*TASK TO COMPLETE*. Transcribe the data as written, minus images.

————————

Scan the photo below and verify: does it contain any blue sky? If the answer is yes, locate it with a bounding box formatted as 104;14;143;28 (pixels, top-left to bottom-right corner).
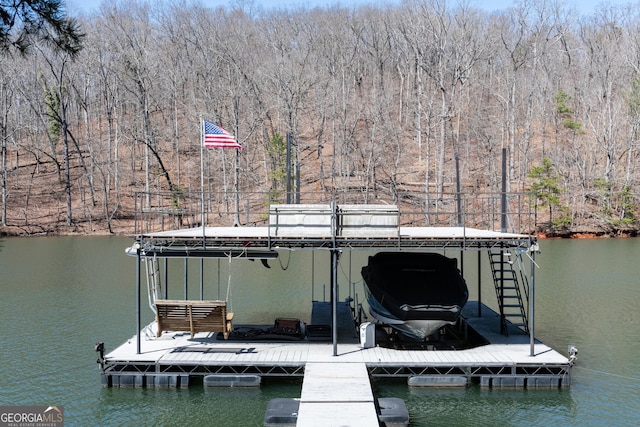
67;0;633;16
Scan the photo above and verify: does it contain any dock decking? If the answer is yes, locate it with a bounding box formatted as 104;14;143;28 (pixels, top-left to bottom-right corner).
99;302;571;390
297;362;378;426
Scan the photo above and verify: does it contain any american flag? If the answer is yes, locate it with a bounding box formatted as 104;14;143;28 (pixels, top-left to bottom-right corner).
203;120;243;149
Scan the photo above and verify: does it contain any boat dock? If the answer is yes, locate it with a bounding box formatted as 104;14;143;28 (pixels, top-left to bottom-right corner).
97;201;575;424
99;301;570;425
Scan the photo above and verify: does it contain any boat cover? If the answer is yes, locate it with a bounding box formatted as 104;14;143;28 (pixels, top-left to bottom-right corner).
361;252;468;322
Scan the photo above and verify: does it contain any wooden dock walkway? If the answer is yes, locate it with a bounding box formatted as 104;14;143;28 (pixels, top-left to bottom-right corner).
297;362;378;426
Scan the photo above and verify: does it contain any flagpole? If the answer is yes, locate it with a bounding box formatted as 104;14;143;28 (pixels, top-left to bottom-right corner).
200;119;205;299
200;119;205;240
234;147;240;226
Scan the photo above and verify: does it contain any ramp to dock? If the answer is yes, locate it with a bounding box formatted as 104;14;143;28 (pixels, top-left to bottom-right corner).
310;301;358;343
297;362;378;426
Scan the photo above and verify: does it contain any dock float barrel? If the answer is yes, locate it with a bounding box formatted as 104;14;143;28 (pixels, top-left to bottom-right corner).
264;398;300;427
203;374;261;387
377;397;409;426
408;375;469;387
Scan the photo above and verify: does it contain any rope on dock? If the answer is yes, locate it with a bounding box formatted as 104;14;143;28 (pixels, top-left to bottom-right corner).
575;366;640;381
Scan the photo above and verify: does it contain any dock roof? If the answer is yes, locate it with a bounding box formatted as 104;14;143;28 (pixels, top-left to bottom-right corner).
134;225;535;256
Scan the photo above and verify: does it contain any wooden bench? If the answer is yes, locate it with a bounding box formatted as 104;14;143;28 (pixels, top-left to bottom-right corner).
154;299;234;339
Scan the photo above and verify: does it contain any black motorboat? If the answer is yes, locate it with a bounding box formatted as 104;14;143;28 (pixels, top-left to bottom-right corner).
361;252;469;340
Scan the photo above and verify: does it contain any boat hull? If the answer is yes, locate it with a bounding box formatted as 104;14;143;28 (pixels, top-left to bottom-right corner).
361;252;468;341
365;288;457;340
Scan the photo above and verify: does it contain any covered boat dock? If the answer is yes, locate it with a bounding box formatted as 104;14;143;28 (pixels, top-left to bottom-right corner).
99;203;573;392
98;202;574;425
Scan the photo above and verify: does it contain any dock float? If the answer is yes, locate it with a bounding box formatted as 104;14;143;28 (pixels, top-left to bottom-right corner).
297;362;379;426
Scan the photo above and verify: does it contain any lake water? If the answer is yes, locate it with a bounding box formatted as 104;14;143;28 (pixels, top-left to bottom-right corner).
0;236;639;426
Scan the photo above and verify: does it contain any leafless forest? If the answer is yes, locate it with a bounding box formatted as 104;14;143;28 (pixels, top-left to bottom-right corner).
1;0;640;236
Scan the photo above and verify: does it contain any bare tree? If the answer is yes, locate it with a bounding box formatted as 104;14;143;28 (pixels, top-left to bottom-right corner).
579;6;629;216
39;49;75;225
104;2;177;200
0;59;13;225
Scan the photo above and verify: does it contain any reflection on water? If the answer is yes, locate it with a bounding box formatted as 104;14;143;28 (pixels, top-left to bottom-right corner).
1;236;640;425
93;380;302;427
374;381;576;427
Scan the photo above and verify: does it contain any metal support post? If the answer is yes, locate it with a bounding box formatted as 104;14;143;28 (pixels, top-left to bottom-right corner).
136;245;141;354
529;250;536;356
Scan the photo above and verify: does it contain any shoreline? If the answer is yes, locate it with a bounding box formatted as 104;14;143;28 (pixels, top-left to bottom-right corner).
2;220;638;239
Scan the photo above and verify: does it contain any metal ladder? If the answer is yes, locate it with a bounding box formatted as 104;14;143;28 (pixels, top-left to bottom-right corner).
488;250;529;335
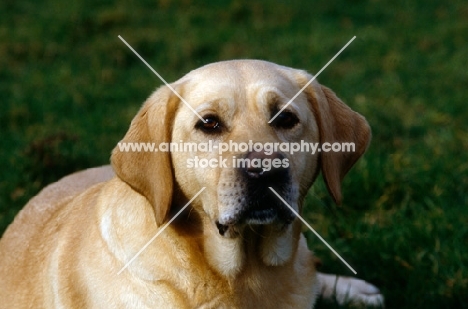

————————

*TASK OUTPUT*.
Scan the photo below and verify: does it contain any blue sky? If the answer is yes, locate it with a bounding box formatted as 104;14;143;28 (pixels, top-left to bottom-right corner).
67;0;633;16
Scan the photo above and verify: does it contain any dock decking? If the answer is yes, locate it with a bounding box formatted as 104;14;143;28 (pixels, top-left to bottom-right corner).
99;302;571;390
297;362;378;426
Scan the photo above and verify: does it contain any american flag? If the answer is yes, locate it with a bounding box formatted as 104;14;143;28 (pixels, top-left to bottom-right corner).
203;120;243;149
Scan the photo above and verify: does it contain any boat dock? If the answer is yes, locate it with a bounding box formatted as 104;14;143;28 (pixels, top-left to bottom-right corner).
97;201;575;424
99;301;570;425
Scan the photo above and verify: does it contain any boat cover? If the answer is yes, locate it with a bounding box formatted as 104;14;143;28 (pixels, top-left to bottom-right corner).
361;252;468;322
Scan the photo above and verify: does it contain any wooden dock walkway? If the answer is yes, locate it with a bounding box formatted as 104;14;143;28 (pixels, top-left to bottom-right corner).
297;362;378;426
Scan the photo above and verify: does it contain any flagpole? If the answer is yes, locate it with a bounding box formatted as 104;14;143;28 (pixels, top-left to bottom-right corner).
200;119;205;299
200;119;205;240
234;147;240;226
Scan the photo above and verify: does it contain any ramp to dock? If the answer is yes, locate it with a bounding box formatted as 104;14;143;28 (pixels, top-left to bottom-right corner).
310;301;358;343
297;362;378;426
Scan the photo above and verify: does it contain any dock float barrel? If the answer is yes, locate it with a bounding box formatted as 104;14;143;28 (pixels, top-left to bottom-right corner).
264;398;300;427
203;374;261;387
377;397;409;426
408;375;469;387
Scan the photo above and verify: does it contain any rope on dock? If the answer is yes, locate it with a bounding box formatted as 104;14;143;28 (pixels, top-left to bottom-right corner).
575;366;640;381
Scan the photo above and verify: does it contain any dock roof? If the answer is yes, locate it with a bounding box formatted as 104;14;143;28 (pixels, top-left to bottom-right corner).
134;225;535;256
Scan the photo above and verify: does it contain any wooden bench? If the answer is yes, locate it with a bounding box formatted as 104;14;143;28 (pixels, top-left to bottom-right corner).
154;299;234;339
Scan the photo above and verify: does it contain any black motorboat? If the answer is yes, locate it with a bounding box formatted as 104;14;143;28 (pixels, top-left to bottom-right corner).
361;252;469;340
Scan the photo above and verify: does it contain any boat hull? If the answer is yes, locate it with a bounding box formatted as 104;14;143;28 (pixels, top-left to bottom-right corner).
361;252;468;341
365;288;457;340
Scan the photo above and verify: does it contain any covered boat dock? If the answer is yes, locate it with a bounding box formatted as 104;14;143;28 (pixels, top-left to bottom-right corner).
99;203;573;392
98;202;574;425
Scan the photo above and verify: does it contain any dock float? If the answer is yes, locate it with a bounding box formatted as 104;14;143;28 (pixels, top-left to bottom-right corner).
297;362;379;426
Scan the photo above and verify: does it contain any lake water? If the answer is yes, locate it with a bounding box formatted as 104;14;143;28 (pixels, top-left to bottom-right corner).
0;236;639;426
Scan the photo above and verify: does it contain any leafless forest? If the answer is yes, locate it with a bounding box formatted as 104;14;143;28 (pixels, top-left to bottom-right corner).
1;0;640;236
Scan the photo above and verify: does it contain any bare tree? If the answer is yes, locate it with a bounding box formatted as 104;14;143;28 (pixels, top-left to bottom-right corner).
579;6;629;216
39;49;75;225
104;2;177;200
0;59;13;225
Scan the photo above and verify: does it contain any reflection on water? If the answer is yes, locate it with a bounding box formatted as 104;14;143;28 (pixels, top-left to bottom-right corner).
1;236;640;425
93;380;302;427
374;381;576;427
Scan the photo above and verify: does it contain any metal support post? If the answer is yes, locate it with a bounding box formatted as 104;14;143;28 (pixels, top-left to bottom-right corner).
136;245;141;354
529;250;536;356
Scan the photo above and verify: does it contain any shoreline? If the answer is yes, locate it with a bounding box formatted as 104;14;143;28 (pixels, top-left to bottom-right corner).
2;220;638;239
Scan the photo above and verify: does it contain any metal ladder? If the answer is yes, locate it with a bounding box formatted as 104;14;143;28 (pixels, top-left to bottom-right corner).
488;250;529;335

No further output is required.